▸ **What is being asked**: Give the records back in full, exactly as they read.

▸ **Records provided**:
....
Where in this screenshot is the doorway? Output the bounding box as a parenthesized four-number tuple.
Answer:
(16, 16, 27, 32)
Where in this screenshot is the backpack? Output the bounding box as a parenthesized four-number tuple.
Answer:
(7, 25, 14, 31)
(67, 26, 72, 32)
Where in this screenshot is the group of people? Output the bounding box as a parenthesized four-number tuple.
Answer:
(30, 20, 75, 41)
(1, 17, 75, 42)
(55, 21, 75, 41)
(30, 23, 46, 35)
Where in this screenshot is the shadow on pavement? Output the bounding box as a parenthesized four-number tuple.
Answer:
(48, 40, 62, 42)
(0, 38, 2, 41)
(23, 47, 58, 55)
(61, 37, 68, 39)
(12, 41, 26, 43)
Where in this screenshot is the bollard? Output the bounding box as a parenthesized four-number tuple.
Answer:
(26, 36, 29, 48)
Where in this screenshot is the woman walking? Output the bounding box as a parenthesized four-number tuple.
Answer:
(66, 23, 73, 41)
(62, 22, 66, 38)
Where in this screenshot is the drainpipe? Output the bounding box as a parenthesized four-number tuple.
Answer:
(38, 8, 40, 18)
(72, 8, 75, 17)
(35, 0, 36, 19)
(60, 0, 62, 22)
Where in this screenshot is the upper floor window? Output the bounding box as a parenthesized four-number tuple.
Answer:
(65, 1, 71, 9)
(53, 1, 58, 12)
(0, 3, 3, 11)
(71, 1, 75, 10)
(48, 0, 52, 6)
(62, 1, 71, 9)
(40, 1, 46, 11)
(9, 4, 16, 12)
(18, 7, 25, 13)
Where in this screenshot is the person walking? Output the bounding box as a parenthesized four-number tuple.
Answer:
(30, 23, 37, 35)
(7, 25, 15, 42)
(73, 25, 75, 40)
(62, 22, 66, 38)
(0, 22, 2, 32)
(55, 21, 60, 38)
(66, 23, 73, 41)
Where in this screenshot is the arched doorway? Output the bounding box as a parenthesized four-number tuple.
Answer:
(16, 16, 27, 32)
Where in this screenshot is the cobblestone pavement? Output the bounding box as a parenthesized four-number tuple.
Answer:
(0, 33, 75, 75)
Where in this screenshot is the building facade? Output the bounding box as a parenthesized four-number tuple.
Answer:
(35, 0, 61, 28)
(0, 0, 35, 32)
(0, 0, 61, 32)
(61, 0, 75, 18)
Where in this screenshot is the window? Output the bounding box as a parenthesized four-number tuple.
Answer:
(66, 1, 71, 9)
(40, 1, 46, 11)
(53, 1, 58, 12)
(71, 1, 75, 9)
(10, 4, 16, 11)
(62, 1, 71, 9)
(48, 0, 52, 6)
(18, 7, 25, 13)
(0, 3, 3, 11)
....
▸ **Output for this exercise**:
Where in this screenshot is the doorway? Output the bounding box as a parenthesized four-number tuple.
Answer:
(16, 16, 27, 32)
Where in this screenshot is the backpack? Output the bounding box as a parenthesized four-number tuple.
Answer:
(7, 25, 14, 31)
(67, 26, 72, 32)
Where in this screenshot is the group of people? Output the bounding box as a parenthesized four-number tuple.
Answer:
(30, 20, 75, 41)
(1, 17, 75, 42)
(55, 21, 75, 41)
(30, 23, 46, 35)
Where in this screenshot is the shadow on pavement? Output the bounding box as a parenthesized four-number tuple.
Answer:
(48, 40, 62, 42)
(0, 38, 2, 41)
(23, 47, 58, 55)
(61, 37, 68, 39)
(12, 41, 26, 43)
Where in this screenshot is the bollard? Output the bounding box as a parenthesized four-number tuple.
Answer:
(26, 36, 29, 48)
Where in this screenshot is the woman walking? Output the bounding box as a parenthesized four-number tuple.
Answer:
(66, 23, 73, 41)
(62, 22, 66, 38)
Where in this screenshot is the drainpipe? Output the bounding box as a parenthesized four-number tuple.
Answer:
(38, 8, 40, 18)
(72, 8, 75, 17)
(35, 0, 36, 19)
(60, 0, 62, 22)
Where in this screenshot is the upper floor window? Output the bounding box as a parenthesized four-number tuple.
Answer:
(65, 1, 71, 9)
(53, 1, 58, 12)
(0, 3, 3, 11)
(71, 1, 75, 10)
(48, 0, 52, 6)
(62, 1, 71, 9)
(40, 1, 46, 11)
(9, 4, 16, 12)
(18, 7, 25, 13)
Where in this screenshot is the person walking? Output the bounding box as a parenthesized four-number tuple.
Answer:
(30, 23, 37, 35)
(7, 25, 15, 42)
(73, 25, 75, 40)
(62, 22, 66, 38)
(0, 22, 2, 32)
(55, 21, 60, 38)
(66, 23, 73, 41)
Where in this screenshot is the arched doorway? Output the bounding box as a parenthesized four-number tuple.
Answer:
(16, 16, 27, 32)
Where in this screenshot is the cobblestone pavement? Output the bounding box as a parenthesized four-number tuple.
Answer:
(0, 33, 75, 75)
Where in this screenshot is the building facade? Output the bounding box as a parenthesized four-number tuple.
Answer:
(35, 0, 61, 28)
(0, 0, 35, 32)
(0, 0, 61, 32)
(61, 0, 75, 18)
Where in this screenshot is the window? Output the bounding box as a parenthesized four-number tuple.
Answer:
(66, 1, 71, 9)
(40, 1, 46, 11)
(53, 1, 58, 12)
(71, 1, 75, 9)
(10, 4, 16, 11)
(62, 1, 71, 9)
(48, 0, 52, 6)
(18, 7, 25, 13)
(0, 3, 3, 11)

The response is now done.